> [Given request]: Can you filter the items below and copy out every line that contains the word "player"?

> [Records for this exercise]:
-- Begin --

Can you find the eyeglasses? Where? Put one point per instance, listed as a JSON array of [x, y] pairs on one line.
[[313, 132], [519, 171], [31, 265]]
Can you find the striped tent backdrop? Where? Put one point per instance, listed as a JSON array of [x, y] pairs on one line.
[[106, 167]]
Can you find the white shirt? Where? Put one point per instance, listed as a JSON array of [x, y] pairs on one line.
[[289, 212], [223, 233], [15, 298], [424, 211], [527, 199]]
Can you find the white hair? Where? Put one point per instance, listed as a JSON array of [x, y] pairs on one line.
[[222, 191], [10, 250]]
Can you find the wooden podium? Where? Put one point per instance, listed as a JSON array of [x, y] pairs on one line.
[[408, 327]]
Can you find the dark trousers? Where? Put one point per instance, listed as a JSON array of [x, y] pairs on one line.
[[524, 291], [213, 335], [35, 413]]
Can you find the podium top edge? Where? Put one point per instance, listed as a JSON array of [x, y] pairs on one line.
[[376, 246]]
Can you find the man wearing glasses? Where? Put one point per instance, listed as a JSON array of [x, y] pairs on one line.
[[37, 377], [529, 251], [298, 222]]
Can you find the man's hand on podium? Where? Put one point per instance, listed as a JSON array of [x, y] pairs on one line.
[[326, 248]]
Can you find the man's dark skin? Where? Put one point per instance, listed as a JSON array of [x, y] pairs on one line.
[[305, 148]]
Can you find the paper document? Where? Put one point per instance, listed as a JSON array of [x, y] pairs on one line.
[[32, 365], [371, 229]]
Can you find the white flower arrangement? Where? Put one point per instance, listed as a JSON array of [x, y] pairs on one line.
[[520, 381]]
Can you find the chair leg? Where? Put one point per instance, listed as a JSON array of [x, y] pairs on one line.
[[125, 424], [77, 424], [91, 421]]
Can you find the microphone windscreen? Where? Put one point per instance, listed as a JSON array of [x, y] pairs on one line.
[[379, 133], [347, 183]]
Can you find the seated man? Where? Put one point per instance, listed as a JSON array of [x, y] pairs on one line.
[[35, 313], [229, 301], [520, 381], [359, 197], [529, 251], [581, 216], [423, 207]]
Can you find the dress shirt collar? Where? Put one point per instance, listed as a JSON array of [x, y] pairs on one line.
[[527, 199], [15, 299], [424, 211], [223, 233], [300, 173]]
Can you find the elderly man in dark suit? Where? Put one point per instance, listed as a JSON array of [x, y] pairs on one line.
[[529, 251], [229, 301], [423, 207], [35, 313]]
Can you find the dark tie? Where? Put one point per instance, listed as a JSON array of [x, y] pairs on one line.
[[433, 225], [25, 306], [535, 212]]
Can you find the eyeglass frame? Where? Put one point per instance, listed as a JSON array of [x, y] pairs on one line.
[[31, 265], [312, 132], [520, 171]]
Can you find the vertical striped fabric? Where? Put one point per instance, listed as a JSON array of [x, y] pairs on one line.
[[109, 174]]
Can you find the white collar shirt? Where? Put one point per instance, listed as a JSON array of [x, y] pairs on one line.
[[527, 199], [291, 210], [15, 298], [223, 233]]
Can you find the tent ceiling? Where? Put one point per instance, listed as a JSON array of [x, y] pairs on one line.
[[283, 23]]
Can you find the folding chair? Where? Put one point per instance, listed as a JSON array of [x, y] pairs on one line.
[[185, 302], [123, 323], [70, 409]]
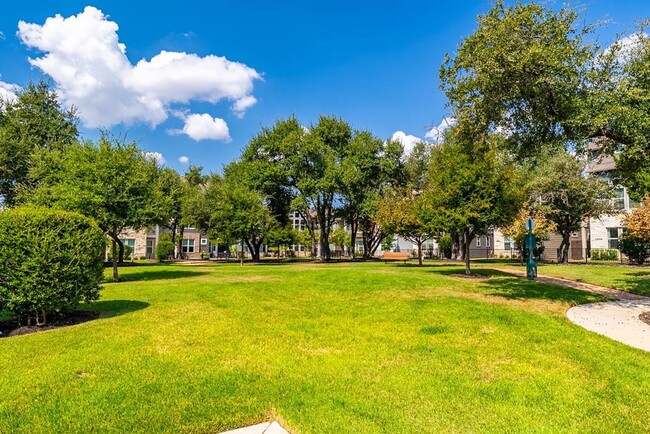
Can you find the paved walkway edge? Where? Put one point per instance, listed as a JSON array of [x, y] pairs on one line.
[[617, 320]]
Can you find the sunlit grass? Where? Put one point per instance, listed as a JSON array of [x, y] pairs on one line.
[[348, 347]]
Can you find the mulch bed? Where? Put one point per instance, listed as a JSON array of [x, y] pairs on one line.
[[470, 276], [10, 328], [645, 317]]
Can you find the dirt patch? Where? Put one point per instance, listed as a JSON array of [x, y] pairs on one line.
[[10, 328], [470, 276], [645, 317]]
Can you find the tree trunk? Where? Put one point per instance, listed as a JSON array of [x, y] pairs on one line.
[[173, 229], [564, 248], [467, 242], [179, 247], [114, 258], [354, 227], [120, 244]]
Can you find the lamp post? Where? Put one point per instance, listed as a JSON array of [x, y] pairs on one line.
[[531, 243]]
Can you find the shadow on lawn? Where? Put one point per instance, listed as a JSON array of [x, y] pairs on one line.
[[111, 308], [143, 274], [516, 288]]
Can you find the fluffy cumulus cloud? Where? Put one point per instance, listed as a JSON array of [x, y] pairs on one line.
[[437, 134], [8, 91], [87, 62], [204, 127], [407, 140], [156, 156]]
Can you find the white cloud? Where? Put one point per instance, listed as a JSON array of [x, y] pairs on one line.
[[156, 156], [626, 46], [87, 62], [242, 104], [438, 133], [8, 91], [204, 127], [406, 140]]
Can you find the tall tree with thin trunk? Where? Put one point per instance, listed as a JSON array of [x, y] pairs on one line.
[[568, 196], [113, 182]]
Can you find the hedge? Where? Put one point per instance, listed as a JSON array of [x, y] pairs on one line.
[[50, 261]]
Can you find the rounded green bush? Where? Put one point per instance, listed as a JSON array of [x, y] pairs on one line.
[[165, 247], [50, 261]]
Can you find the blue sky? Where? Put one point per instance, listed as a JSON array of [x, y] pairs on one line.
[[373, 63]]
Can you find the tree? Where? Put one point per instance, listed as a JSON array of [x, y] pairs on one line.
[[228, 210], [35, 120], [471, 187], [113, 182], [314, 162], [617, 109], [638, 222], [368, 168], [524, 72], [567, 196], [403, 212], [635, 242]]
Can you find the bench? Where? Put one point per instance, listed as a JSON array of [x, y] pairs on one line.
[[395, 256]]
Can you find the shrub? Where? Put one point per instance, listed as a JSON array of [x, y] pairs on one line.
[[50, 261], [165, 248], [444, 244], [604, 254], [636, 249]]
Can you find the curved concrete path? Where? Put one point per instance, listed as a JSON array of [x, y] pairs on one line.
[[618, 320]]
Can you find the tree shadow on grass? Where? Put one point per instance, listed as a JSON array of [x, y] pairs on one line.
[[516, 288], [638, 282], [112, 308], [165, 274]]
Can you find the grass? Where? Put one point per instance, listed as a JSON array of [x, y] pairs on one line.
[[623, 277], [349, 347]]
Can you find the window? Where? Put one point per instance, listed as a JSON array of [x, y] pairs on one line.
[[187, 245], [131, 243], [613, 234], [618, 201]]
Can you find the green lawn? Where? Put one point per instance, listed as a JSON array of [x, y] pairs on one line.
[[348, 347], [624, 277]]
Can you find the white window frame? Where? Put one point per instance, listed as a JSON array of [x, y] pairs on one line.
[[187, 245]]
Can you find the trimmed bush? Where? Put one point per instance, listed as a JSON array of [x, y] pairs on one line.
[[636, 249], [50, 261], [604, 254], [165, 247], [444, 245]]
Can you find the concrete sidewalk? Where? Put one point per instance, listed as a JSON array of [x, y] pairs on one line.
[[618, 320], [260, 428]]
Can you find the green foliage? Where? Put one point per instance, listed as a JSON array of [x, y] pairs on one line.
[[445, 243], [339, 237], [472, 187], [636, 249], [50, 261], [604, 254], [164, 248], [35, 120], [229, 210], [568, 196], [524, 71]]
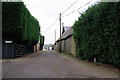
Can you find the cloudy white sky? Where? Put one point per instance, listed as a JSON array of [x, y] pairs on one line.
[[47, 12]]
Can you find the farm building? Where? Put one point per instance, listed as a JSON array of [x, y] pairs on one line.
[[67, 42]]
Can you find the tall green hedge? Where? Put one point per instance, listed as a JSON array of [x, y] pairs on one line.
[[19, 24], [96, 33], [42, 38]]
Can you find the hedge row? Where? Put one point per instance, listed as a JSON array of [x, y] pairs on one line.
[[19, 24], [96, 33]]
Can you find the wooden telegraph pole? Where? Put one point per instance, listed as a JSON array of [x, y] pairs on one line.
[[60, 31]]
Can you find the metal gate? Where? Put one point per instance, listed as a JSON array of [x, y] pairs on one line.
[[19, 50]]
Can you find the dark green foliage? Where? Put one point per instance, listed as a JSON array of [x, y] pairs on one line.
[[42, 38], [96, 33], [19, 24]]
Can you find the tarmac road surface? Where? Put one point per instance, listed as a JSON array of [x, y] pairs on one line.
[[48, 64]]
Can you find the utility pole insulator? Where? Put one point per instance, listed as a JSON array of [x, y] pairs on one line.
[[60, 31]]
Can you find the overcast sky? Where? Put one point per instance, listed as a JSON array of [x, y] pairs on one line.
[[47, 12]]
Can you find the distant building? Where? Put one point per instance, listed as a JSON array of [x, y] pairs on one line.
[[67, 42]]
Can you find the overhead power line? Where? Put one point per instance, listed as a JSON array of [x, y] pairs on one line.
[[69, 7], [61, 14], [78, 9], [51, 25]]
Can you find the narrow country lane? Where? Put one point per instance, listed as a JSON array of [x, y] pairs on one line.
[[48, 64]]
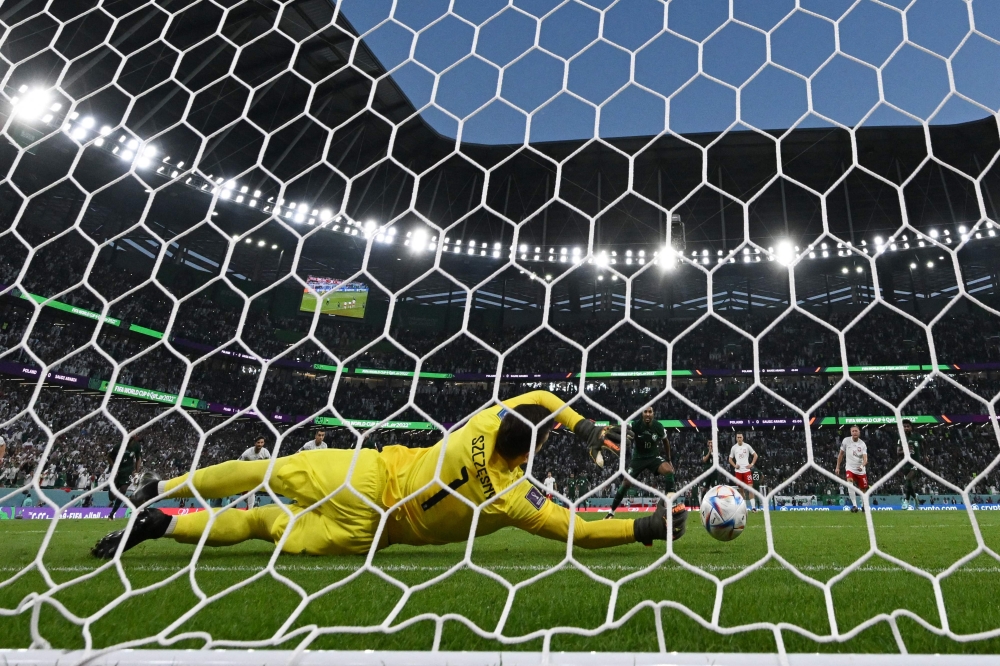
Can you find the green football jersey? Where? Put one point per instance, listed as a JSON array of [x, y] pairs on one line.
[[648, 439]]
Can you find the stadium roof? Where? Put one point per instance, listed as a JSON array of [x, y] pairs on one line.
[[466, 189]]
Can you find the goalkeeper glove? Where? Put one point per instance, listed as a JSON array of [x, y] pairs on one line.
[[654, 528]]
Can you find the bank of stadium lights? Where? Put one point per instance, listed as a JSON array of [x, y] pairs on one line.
[[34, 104]]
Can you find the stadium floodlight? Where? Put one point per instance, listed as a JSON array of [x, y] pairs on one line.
[[32, 105], [418, 241], [785, 255]]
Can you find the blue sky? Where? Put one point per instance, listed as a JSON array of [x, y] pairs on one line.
[[494, 63]]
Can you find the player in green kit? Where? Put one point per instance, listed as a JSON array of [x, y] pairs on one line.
[[131, 463], [646, 456], [916, 442]]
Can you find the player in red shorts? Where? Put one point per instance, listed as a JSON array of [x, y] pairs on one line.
[[742, 457], [856, 452]]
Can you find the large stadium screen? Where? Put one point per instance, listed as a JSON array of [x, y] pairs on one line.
[[337, 297]]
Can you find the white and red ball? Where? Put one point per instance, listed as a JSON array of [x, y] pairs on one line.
[[724, 513]]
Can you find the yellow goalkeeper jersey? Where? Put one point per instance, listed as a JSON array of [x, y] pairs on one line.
[[476, 473]]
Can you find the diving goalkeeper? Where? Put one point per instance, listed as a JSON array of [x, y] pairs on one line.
[[481, 459]]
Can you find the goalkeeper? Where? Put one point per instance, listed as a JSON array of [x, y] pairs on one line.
[[649, 435], [481, 459]]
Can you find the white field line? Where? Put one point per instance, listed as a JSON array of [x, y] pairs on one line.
[[333, 566]]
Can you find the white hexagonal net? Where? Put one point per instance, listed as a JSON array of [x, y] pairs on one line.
[[134, 130]]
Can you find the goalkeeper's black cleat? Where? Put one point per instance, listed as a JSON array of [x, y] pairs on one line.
[[148, 489], [149, 524]]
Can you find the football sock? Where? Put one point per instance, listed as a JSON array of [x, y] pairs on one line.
[[229, 527], [619, 496]]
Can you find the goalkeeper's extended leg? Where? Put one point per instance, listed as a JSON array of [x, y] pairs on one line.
[[229, 478], [229, 528]]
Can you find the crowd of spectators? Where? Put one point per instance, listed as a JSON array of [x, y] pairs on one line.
[[80, 456]]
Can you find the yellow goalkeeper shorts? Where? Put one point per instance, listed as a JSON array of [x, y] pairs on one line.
[[344, 524]]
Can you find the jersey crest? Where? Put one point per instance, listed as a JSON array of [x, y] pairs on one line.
[[536, 498]]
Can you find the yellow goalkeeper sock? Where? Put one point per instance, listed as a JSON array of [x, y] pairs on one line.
[[229, 527], [229, 478]]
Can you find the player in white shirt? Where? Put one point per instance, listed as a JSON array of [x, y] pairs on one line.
[[255, 452], [856, 452], [742, 457], [550, 485], [316, 443]]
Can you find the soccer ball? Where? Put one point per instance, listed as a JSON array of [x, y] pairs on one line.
[[724, 513]]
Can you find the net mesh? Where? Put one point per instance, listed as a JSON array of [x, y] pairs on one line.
[[180, 86]]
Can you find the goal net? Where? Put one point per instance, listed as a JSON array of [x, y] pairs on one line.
[[240, 230]]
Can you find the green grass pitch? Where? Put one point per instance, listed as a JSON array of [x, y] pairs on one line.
[[335, 303], [822, 544]]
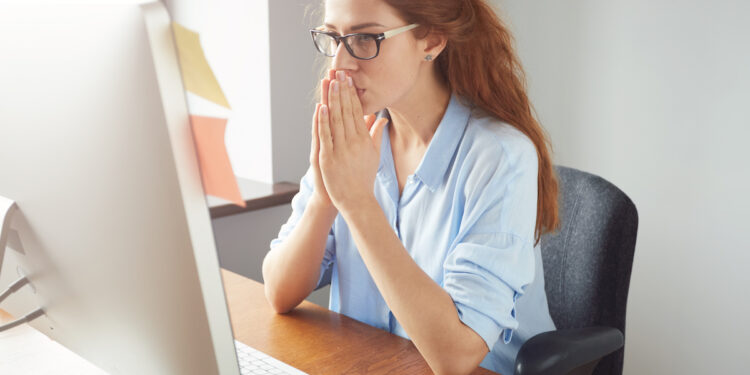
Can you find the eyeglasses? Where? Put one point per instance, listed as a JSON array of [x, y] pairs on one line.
[[363, 46]]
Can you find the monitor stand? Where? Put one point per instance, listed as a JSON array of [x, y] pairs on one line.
[[7, 208]]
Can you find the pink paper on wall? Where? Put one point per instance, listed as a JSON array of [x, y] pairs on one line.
[[216, 170]]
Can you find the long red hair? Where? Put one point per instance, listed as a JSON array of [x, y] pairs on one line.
[[479, 63]]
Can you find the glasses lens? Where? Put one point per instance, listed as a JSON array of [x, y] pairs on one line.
[[363, 46], [325, 44]]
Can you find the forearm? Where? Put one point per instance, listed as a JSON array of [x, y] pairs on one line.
[[291, 269], [424, 309]]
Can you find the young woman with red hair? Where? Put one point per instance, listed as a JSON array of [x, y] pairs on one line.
[[430, 183]]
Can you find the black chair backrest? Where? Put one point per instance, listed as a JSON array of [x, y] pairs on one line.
[[587, 262]]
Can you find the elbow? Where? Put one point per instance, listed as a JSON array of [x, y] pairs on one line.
[[451, 366], [278, 304], [461, 359]]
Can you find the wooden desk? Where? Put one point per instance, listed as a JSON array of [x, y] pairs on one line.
[[317, 340], [313, 339]]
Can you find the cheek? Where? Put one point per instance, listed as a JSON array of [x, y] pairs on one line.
[[390, 79]]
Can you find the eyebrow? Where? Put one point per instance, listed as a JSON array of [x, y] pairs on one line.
[[357, 27]]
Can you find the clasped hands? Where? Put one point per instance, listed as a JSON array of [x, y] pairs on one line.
[[345, 150]]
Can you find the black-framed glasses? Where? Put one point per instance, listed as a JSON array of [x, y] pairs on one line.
[[363, 46]]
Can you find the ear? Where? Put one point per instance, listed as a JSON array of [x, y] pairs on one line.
[[433, 44]]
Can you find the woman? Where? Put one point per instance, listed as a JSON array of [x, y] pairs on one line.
[[429, 214]]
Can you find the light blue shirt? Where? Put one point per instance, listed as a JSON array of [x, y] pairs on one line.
[[466, 216]]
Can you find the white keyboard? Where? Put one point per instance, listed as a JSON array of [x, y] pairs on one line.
[[255, 362]]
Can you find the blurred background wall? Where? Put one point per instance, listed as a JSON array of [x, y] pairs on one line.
[[653, 96]]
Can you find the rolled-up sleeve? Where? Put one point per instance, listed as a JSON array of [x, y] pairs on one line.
[[299, 202], [491, 259]]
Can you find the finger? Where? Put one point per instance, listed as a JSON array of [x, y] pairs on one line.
[[334, 113], [324, 131], [356, 107], [315, 146], [324, 90], [346, 107], [369, 120]]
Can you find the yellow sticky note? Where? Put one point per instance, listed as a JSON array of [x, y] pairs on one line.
[[216, 169], [196, 73]]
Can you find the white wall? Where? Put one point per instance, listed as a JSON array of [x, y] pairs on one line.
[[653, 96]]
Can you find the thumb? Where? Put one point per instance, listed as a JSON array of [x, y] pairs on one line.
[[376, 132], [369, 120]]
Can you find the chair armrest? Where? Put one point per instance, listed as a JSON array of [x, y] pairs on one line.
[[560, 352]]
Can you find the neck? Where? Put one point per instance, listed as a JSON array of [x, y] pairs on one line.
[[415, 118]]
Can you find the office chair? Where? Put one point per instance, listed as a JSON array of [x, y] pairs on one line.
[[587, 265]]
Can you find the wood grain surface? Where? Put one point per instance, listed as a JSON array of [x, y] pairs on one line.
[[317, 340]]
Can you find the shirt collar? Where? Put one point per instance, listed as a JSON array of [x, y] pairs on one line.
[[443, 144]]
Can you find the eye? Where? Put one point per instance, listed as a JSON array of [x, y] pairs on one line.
[[363, 39]]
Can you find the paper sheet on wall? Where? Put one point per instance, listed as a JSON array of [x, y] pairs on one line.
[[196, 73], [216, 169]]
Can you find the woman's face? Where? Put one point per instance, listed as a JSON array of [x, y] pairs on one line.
[[391, 75]]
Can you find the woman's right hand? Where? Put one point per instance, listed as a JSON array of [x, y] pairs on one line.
[[320, 194]]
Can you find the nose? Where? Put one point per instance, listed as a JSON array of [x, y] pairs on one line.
[[343, 60]]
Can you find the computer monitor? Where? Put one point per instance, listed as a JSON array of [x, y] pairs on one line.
[[112, 227]]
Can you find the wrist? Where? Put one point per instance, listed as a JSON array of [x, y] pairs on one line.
[[363, 206], [325, 206]]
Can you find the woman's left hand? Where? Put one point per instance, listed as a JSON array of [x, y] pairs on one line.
[[349, 153]]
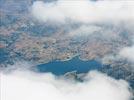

-- End --

> [Worked solution]:
Can you find the player in green kit? Where? Put one point per instance, listed as a JSON array of [x, y] pairs on one line.
Can you find the player in red shorts? Where? Put one point per instance, listed as a JSON array of [x, y] pairs on one line.
Can you find the player in white shirt? Where? Put one point per instance, listed as a JSON array of [x, y] pairs on one line.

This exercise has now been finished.